[Opening DOCUMENT EXTRACT section]
The other part of my research was more unorthodox. We provide evidence that the dynamics and complex multifactorial nature of AD show many similarities with the basic principles of an ecosystem. By studying and interviewing ecologist experts, I tried to approach AD from a novel angle, by combining network medicine with ecosystem management principles. This resulted in an opinionated chapter in my thesis. This approach may be fruitful for the development of novel multi-target strategies to treat AD by combining medicine treatment with nutritional advice, lifestyle guidelines, and physical and mental therapies. The end goal however remains intact: finding a therapy that simultaneously targets various disease factors and mechanisms that play crucial roles in AD, such as Aβ aggregation, inflammation reactions in the brain, and oxidation stress reactions.


As my PhD was joint between two universities, I travelled a lot between the University of Twente and the Free University of Brussels. I stayed in Twente for about six months, working on various parts of my research. I believe it allowed me to develop as an independent researcher more quickly, and be flexible and adapt to different research labs and working policies.


What highlights can you recall, happening during your PhD thesis project?

The biophysical part of my research led to significant results, such as finding that different Aβ peptide lengths and mutations, due to genetic factors, profoundly affect the aggregative, structural and toxic properties of the peptide. These results were found and published in the first half of my PhD period.


I also enjoyed working on the more philosophical part of this work, trying to fill the gap between cell biologists and biophysics experts on the one hand, and ecological experts on the other hand. It was a challenge to bring both worlds into contact by clarifying, explaining and translating their mutual concepts into a new meaningful context.
[Closing DOCUMENT EXTRACT section]
ACTIVITIES:
a) In the PhD interview, how long did the researcher stay in Twente?
b) Continue the PhD interview from the point where it stops.
[Opening DATA SUPPLIED section]
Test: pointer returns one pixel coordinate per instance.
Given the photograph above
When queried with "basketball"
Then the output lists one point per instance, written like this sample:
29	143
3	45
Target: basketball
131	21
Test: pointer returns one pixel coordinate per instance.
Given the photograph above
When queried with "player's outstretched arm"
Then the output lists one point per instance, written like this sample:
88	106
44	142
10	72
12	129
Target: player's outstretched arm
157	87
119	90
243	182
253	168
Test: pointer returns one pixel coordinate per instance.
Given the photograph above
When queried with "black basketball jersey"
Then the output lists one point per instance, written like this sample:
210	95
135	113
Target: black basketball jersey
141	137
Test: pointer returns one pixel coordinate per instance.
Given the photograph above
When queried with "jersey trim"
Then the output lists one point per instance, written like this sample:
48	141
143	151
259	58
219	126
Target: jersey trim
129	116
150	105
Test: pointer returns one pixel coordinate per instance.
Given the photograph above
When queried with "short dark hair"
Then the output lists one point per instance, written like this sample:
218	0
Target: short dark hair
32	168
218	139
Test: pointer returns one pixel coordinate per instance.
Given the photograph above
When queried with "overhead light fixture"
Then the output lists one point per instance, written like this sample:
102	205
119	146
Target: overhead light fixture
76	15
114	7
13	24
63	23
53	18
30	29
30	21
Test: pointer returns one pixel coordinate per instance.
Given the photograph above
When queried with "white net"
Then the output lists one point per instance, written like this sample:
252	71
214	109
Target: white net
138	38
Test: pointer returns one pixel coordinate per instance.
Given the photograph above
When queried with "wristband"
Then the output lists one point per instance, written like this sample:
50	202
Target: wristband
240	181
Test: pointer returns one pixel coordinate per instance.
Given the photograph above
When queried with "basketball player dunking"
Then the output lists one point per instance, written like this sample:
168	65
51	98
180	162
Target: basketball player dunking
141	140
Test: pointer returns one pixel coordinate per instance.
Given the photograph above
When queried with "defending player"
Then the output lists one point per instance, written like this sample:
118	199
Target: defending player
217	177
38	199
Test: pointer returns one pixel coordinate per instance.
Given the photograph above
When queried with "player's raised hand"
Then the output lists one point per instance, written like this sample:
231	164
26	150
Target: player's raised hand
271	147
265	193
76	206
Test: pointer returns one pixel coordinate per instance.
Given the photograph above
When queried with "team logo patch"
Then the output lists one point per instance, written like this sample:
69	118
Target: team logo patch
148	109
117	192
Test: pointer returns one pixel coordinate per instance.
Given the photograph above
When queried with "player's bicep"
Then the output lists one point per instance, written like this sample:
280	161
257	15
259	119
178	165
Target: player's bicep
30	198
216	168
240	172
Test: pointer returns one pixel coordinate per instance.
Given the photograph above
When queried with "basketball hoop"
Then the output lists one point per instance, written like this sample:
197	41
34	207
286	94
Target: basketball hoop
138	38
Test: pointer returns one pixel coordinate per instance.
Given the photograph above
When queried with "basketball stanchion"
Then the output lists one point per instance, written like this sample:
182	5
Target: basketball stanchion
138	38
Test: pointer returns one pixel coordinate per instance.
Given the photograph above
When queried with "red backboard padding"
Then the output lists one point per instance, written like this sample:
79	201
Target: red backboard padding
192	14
[Closing DATA SUPPLIED section]
TASK-BY-TASK RESULTS:
a) About six months.

b)
In what way did you develop personally, as a researcher and scientist, during the PhD work?

In the startup stages of the PhD, I was in need of guidance and information on every level of the work. Step-by-step I grew in becoming an independent scientist finding my own way through the research processes. I learned to come up with new ideas, see opportunities, and start working from these with self-confidence. The first half of my PhD I experienced as very valuable years, learning skills and extending my knowledge on various topics. One also learns to cope with failure (experiments almost never go exactly as you planned) and persist.


Communicating one’s ideas is an important part of the job, I found out. You have to convince your colleagues, and even sometimes your supervisors, that your plan of research is relevant and promising. If you meet interesting people at conferences and want to engage in new collaborations, you have to be able to explain your research clearly and concisely.


Did you publish some good papers?

Articles were published in Cellular and Molecular Life Sciences and in FEBS Letters: Federation of European Biochemical Societies. Publications have been submitted to six other magazines and are under review at this very moment.


What are your future plans?

After a period of three months as a post-doc, I am planning to continue my career in the biotech and pharmaceutical industry. I hope to find a position in which research is a major part of the job. Hopefully in the future, I might be able to develop my managerial and communicational skills even further, contributing to policy processes and strategies of industrial partners in biophysics and biotechnology. But that is a long time from now, I suppose.


What, in your opinion, is important for Mesa+ to stay successful in future?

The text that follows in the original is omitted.